Nampak Zimbabwe Limited sales volumes improved by 23% on the back of firm demand for commercial cartons in the printing and converting segment.
In a trading update for the quarter ended 30 September 2021, Managing Director, John Van Gend said revenue and trading income results in historical terms were significantly up in all three operating units, boosted by volume growth and inflationary price adjustments.
“The group continued to be cash positive with tight treasury and cash flow management” he said.
Van Gend said demand for commercial cartons throughout the year for both Hunyani Corrugated and Hunyani Cartons and Labels Divisions improved. Growth in tobacco cartons was higher on the back of an improved tobacco crop, but was curtailed by raw material supply constraints in the fourth quarter. Regional exports were marginally lower.
In the Plastics and Metals segment, the full year sales volumes for Mega Pak increased by 68% compared to the previous year mainly attributable to strong demand across all product categories and improved raw material availability.
During this quarter the group’s exports recovered in the regional markets following the relaxation of COVID-19 restrictions to benefit the Group’s operations.
In addition, sales volumes for the full year for CarnaudMetalbox grew by 31% compared to the prior year. The improvement was driven by strong volume growth in the HDPE category with a marginal improvement in metals. However, closure volumes were slightly down.
Van Gend said the period ended 30 September, 202,1 was dominated by difficulties in accessing adequate foreign exchange and raw material supplies.
“Global supply chain bottlenecks and intensified competition for available plastic and paper raw materials negatively affected the group’s raw material stock holding. The backlog on the foreign currency allocation system worsened and impacted the Group’s procurement value chain” he said.

• Pointing data for referring expressions
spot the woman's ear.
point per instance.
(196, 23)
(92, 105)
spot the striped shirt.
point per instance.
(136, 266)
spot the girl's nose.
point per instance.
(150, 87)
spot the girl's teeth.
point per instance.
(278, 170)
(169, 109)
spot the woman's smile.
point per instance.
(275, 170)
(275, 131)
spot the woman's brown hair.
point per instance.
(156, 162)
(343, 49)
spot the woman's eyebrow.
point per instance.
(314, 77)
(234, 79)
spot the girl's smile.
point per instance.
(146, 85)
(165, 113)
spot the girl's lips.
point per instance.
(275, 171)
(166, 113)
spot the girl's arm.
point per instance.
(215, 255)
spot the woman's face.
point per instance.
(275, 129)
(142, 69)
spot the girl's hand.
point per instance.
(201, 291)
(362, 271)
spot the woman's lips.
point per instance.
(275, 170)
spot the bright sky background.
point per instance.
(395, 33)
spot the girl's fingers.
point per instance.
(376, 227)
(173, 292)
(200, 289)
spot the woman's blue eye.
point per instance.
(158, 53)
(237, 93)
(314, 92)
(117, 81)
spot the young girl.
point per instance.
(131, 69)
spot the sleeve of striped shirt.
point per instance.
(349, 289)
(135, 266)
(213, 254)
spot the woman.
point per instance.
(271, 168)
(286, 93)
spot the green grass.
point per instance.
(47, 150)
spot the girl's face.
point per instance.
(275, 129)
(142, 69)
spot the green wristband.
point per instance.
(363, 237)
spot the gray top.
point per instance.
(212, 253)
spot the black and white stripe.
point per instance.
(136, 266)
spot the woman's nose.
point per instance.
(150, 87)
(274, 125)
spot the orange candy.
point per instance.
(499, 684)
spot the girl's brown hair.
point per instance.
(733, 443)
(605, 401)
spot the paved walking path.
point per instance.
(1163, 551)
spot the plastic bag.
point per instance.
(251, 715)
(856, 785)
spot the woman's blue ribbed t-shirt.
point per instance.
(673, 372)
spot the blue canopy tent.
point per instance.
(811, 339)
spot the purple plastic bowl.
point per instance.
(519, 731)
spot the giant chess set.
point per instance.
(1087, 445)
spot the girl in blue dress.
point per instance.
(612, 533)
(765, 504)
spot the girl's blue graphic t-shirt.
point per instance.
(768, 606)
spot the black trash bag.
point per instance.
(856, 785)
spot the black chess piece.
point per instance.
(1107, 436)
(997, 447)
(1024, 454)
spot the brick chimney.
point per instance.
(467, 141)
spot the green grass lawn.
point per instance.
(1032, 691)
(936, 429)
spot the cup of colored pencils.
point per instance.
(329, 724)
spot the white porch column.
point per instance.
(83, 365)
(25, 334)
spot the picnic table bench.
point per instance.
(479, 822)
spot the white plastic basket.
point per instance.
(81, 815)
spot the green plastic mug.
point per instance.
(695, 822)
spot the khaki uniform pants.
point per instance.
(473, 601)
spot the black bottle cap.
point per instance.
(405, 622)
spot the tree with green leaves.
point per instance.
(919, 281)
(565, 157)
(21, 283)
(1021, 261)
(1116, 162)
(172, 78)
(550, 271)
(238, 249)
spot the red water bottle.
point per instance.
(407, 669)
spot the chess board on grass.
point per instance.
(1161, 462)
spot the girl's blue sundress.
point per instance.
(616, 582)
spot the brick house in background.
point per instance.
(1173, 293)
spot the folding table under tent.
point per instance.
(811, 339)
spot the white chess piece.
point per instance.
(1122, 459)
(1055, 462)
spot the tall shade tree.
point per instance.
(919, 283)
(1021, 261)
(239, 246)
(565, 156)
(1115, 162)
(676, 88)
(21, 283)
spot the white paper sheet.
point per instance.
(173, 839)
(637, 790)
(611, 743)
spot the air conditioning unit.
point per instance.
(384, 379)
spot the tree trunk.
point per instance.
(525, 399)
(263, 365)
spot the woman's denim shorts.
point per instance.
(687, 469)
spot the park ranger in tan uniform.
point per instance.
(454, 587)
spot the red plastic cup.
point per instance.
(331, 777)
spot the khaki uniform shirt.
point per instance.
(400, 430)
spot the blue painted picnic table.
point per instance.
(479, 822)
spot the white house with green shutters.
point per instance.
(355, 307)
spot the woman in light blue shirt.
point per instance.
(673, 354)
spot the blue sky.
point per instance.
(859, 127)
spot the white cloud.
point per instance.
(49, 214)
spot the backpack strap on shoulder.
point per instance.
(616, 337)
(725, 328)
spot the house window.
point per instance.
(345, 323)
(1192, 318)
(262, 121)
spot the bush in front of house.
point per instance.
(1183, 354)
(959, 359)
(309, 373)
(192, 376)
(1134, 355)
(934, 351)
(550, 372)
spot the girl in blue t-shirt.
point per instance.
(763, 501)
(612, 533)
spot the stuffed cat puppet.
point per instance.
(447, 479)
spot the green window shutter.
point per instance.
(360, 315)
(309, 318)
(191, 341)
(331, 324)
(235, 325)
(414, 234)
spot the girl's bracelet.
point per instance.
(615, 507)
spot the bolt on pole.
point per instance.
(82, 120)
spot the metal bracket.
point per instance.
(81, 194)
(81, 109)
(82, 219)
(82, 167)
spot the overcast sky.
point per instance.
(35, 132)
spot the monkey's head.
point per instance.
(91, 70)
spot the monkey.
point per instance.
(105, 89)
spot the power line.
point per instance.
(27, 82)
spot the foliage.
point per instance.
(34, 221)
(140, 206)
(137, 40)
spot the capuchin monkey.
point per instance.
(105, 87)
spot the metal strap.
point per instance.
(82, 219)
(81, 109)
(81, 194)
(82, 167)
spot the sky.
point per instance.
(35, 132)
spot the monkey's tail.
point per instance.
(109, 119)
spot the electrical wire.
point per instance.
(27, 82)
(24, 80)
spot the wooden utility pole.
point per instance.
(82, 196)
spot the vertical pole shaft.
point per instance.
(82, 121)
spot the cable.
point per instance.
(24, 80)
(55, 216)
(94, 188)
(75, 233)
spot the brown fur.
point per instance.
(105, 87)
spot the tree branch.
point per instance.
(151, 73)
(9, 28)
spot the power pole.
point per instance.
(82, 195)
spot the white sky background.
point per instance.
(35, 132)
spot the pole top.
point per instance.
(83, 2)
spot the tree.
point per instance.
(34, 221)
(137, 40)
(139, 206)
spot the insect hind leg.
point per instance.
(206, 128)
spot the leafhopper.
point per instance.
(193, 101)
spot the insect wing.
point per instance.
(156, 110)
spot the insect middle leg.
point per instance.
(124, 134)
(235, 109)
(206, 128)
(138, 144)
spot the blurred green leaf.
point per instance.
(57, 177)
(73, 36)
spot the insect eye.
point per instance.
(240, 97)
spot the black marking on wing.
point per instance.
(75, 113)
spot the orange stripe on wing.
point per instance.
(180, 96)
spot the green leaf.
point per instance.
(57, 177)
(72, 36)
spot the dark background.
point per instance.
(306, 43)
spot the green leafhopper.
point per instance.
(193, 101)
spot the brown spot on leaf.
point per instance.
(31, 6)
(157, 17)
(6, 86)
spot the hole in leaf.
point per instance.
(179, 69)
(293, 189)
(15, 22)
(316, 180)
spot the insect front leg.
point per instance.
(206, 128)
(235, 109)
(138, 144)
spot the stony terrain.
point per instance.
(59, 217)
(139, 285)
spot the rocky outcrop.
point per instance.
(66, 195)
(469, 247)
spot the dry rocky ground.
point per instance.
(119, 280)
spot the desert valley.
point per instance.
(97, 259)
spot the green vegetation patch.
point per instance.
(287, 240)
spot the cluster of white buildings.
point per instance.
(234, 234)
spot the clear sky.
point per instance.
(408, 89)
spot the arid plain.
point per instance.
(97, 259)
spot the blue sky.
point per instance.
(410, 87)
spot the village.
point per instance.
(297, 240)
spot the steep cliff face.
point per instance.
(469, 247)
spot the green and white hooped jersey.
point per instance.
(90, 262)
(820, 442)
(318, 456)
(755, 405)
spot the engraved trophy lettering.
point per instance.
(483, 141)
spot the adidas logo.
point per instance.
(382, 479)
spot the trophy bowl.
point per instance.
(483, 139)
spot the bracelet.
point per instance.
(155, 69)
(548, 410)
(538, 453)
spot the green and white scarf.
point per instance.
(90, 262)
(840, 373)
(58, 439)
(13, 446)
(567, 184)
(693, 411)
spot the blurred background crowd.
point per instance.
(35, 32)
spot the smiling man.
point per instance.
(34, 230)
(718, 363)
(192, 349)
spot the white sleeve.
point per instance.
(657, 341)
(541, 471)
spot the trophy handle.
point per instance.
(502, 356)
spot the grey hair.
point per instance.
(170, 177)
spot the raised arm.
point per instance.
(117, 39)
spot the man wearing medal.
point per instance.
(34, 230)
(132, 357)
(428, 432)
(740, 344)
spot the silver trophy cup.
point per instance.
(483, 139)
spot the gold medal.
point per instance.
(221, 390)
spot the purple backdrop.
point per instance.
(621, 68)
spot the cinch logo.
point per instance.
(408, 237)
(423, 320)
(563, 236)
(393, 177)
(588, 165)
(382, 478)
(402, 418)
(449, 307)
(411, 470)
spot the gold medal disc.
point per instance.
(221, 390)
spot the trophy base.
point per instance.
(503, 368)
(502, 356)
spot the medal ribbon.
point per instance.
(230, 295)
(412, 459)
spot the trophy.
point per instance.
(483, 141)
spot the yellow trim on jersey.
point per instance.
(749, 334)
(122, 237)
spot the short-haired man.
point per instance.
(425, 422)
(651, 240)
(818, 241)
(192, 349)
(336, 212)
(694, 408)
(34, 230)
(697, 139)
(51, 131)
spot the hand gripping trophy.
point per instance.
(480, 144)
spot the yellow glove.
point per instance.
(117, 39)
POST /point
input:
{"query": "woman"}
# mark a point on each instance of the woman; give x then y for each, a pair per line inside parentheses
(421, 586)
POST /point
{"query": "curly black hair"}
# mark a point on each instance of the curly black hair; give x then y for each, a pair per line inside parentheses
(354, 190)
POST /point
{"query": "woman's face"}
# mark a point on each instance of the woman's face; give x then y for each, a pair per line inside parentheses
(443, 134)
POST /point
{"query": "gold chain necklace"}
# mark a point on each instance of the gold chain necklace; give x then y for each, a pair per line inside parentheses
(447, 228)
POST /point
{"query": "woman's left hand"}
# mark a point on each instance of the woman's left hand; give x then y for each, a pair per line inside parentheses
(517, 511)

• Directions for this task
Reproduce the full article about Nampak Zimbabwe's quarterly trading update above, word for word.

• Response area
Nampak Zimbabwe Limited sales volumes improved by 23% on the back of firm demand for commercial cartons in the printing and converting segment.
In a trading update for the quarter ended 30 September 2021, Managing Director, John Van Gend said revenue and trading income results in historical terms were significantly up in all three operating units, boosted by volume growth and inflationary price adjustments.
“The group continued to be cash positive with tight treasury and cash flow management” he said.
Van Gend said demand for commercial cartons throughout the year for both Hunyani Corrugated and Hunyani Cartons and Labels Divisions improved. Growth in tobacco cartons was higher on the back of an improved tobacco crop, but was curtailed by raw material supply constraints in the fourth quarter. Regional exports were marginally lower.
In the Plastics and Metals segment, the full year sales volumes for Mega Pak increased by 68% compared to the previous year mainly attributable to strong demand across all product categories and improved raw material availability.
During this quarter the group’s exports recovered in the regional markets following the relaxation of COVID-19 restrictions to benefit the Group’s operations.
In addition, sales volumes for the full year for CarnaudMetalbox grew by 31% compared to the prior year. The improvement was driven by strong volume growth in the HDPE category with a marginal improvement in metals. However, closure volumes were slightly down.
Van Gend said the period ended 30 September, 202,1 was dominated by difficulties in accessing adequate foreign exchange and raw material supplies.
“Global supply chain bottlenecks and intensified competition for available plastic and paper raw materials negatively affected the group’s raw material stock holding. The backlog on the foreign currency allocation system worsened and impacted the Group’s procurement value chain” he said.